“If we aim high enough, we can reach the once-inconceivable levels of sophistication and advancement associated with the fourteen-hundreds in Europe.”
Cairo, May 10 – Representatives of the 22 Arab member states of the Arab League plan to take up economic and cultural development at their next meeting in June, where they will put forward initiatives to drive progress in the Arab world and advance the society by a significant margin, into the fifteenth century CE.
Preparations have begun in earnest for the meeting, which will be chaired by Iraq’s Missa Jinni, who holds the rotating position of president. At the four-day session, delegates will discuss multiple ways to launch Arab society at large farther forward than it has ever reached, a cultural and temporal distance that Jinni claims could reach as far forward, in terms of progress, as the year 1492.
“We have been stuck for so long,” lamented the Iraqi diplomat in an interview. “The Arab world once represented the vanguard of progress, with leading educational and scholarly institutions. Now we need initiatives that will help us reach for a leading role in world culture once again. If we aim high enough, we can reach the once-inconceivable levels of sophistication and advancement associated with the fourteen-hundreds in Europe.”
--- --- ---
» **To do**:
1 > Condense the paragraph of the Arab League article that begins "Preparations have begun in earnest" into a short bulleted list that keeps its main facts.
2 > Pick up the Arab League article after its final sentence and extend it by a paragraph or two.
You can complete the tasks on the Arab League article without the records.
--- --- ---
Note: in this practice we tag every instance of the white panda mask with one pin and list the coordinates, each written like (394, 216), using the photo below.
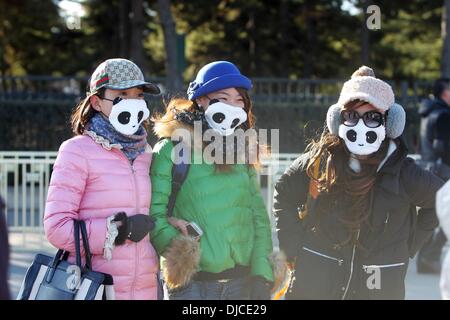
(362, 140)
(127, 115)
(224, 118)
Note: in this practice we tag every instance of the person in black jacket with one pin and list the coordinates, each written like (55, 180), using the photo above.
(346, 208)
(435, 153)
(4, 255)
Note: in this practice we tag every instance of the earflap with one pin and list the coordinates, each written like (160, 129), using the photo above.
(395, 121)
(334, 119)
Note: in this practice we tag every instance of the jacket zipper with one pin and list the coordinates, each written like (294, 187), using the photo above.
(136, 254)
(384, 265)
(339, 261)
(136, 197)
(351, 267)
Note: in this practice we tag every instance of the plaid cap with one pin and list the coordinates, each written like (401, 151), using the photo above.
(120, 74)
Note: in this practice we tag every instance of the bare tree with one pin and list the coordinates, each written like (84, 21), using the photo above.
(365, 34)
(174, 79)
(445, 32)
(137, 22)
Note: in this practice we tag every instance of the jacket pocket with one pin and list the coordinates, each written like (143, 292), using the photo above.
(317, 275)
(385, 281)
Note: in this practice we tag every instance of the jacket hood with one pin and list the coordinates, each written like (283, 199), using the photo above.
(165, 129)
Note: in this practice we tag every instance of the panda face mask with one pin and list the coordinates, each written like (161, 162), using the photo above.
(224, 118)
(127, 115)
(361, 139)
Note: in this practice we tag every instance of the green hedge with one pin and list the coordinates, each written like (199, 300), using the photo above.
(35, 125)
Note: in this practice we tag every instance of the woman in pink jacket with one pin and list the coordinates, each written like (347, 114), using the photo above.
(101, 176)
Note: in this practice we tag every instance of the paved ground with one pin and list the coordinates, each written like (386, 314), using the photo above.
(418, 286)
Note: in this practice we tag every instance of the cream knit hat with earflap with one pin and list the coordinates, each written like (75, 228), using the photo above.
(364, 86)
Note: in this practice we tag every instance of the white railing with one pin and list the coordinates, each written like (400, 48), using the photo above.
(24, 179)
(25, 175)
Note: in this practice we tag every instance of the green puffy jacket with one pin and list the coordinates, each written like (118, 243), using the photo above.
(227, 206)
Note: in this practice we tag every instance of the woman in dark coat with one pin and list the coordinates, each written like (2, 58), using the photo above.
(346, 208)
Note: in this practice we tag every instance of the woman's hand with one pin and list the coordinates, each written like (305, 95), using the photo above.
(180, 224)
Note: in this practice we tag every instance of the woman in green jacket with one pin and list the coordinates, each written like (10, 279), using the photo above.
(232, 258)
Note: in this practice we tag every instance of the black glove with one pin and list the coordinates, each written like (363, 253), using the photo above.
(134, 228)
(260, 288)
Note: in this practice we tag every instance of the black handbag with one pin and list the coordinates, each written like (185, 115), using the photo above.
(53, 278)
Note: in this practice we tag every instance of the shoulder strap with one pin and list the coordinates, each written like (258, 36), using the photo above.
(313, 191)
(179, 174)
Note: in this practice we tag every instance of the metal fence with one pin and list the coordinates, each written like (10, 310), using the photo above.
(25, 176)
(266, 91)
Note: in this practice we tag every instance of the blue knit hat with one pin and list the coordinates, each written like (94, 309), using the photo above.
(216, 76)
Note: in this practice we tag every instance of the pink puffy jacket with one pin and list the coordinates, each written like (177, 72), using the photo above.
(91, 183)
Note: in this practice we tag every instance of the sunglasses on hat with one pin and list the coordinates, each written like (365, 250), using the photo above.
(372, 119)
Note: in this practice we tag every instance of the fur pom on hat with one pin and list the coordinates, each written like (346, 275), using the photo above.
(181, 262)
(364, 86)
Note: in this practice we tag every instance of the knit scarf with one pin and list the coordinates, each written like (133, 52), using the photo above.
(102, 132)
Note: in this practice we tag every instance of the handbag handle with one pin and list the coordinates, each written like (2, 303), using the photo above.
(80, 226)
(87, 251)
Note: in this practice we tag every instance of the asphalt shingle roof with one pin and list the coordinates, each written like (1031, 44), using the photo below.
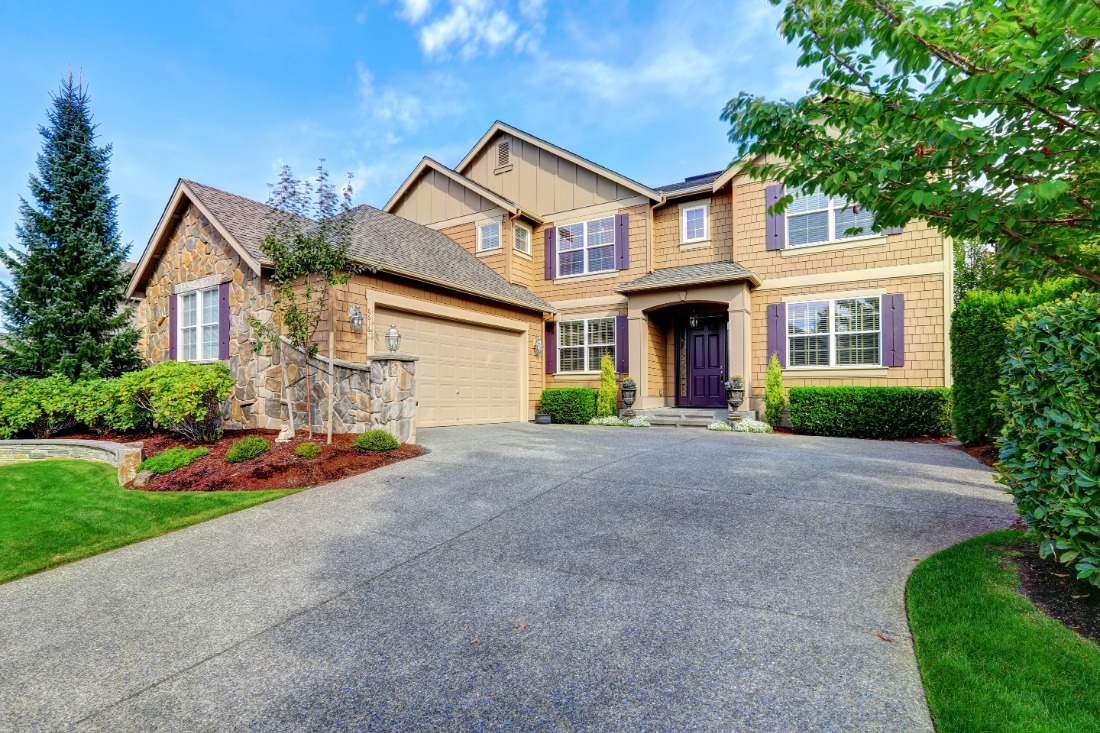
--- --- ---
» **Answers below**:
1 >
- Preparations for the meeting are well underway.
- Iraq's Missa Jinni, the rotating president, will chair it.
- During the four-day session, delegates will discuss ways to move Arab society further forward than ever before.
- Jinni claims this progress could reach as far as the year 1492.

2 >
“Just look at what the fifteenth century represents in terms of progress,” concurred Lebanese delegate Riak Shanari. “Many in our society might be intimidated to reach for a stage in world history as far ahead of us as that, but I believe we are selling ourselves short unless we set ambitious goals. Besides, there are numerous aspects of fifteenth-century progress that can nevertheless speak to the soul of today’s Arab: protracted warfare that devastates entire countries; religious strife that decimates would-be reformers and cements conservatism in place; rampant slavery and human trafficking; and of course, repeated expulsions and massacres of Jews. Everybody’s down with that already. This is not as distant and alien to us as many believe.”
Shanari offered a glimpse of programs his team intends to introduce at the meeting. “We have ideas the Europeans never even thought of,” he boasted, “and yet they call themselves advanced. No Western government, even as far into the future as the fifteenth century, ever issued legislation to regulate female circumcision to restrict its performance to traditional faith healers. And in the fifteenth century, Arab countries accounted for the same number of Nobel Prizes in physics, chemistry, medicine, and economics as did Westerners. This isn’t as great a leap as many believe it is. We can do this!”